WRITTEN REQUEST: Copy the lines of the data below verbatim, from the line with "of the tall" to the line with "[(46, 218), (434, 174)]", including both of those lines and nothing else.

RECORDS SHOWN:
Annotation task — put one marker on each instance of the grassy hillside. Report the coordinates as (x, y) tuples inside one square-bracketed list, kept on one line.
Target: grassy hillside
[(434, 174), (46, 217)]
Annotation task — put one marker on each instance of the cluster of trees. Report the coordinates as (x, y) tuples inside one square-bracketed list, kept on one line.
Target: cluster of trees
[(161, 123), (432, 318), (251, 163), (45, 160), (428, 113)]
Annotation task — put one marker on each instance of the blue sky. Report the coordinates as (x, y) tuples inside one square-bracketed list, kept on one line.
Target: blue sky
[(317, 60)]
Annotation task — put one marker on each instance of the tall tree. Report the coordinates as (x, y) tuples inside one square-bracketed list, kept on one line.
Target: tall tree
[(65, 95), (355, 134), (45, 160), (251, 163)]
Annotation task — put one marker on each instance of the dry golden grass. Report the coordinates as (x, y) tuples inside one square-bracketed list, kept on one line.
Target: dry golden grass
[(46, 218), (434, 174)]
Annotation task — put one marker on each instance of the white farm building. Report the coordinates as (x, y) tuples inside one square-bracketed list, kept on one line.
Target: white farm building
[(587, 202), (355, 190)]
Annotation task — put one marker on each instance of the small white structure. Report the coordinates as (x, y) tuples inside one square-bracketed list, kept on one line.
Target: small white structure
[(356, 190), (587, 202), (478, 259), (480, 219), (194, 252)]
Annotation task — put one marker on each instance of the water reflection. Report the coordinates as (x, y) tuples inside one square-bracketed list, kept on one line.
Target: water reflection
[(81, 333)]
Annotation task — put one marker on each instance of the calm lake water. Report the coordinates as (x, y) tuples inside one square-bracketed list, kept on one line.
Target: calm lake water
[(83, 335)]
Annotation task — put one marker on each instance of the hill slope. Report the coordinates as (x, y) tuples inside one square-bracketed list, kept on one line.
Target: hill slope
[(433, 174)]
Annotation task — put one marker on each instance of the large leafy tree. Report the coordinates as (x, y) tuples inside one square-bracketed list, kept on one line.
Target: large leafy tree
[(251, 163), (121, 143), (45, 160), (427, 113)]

EXPECTED OUTPUT:
Annotation task — put one marker on each instance of the tall tree. Report the coordinates as (x, y) tuples inside one square-bracketed list, kept on one line.
Target: tall tree
[(65, 95), (355, 134), (45, 160), (251, 163)]
Annotation task — put one marker on each instance of the dry golden grass. Report the coordinates as (x, y) tuples inside one square-bracketed list, kept on one line.
Target: dry golden grass
[(46, 218), (434, 174)]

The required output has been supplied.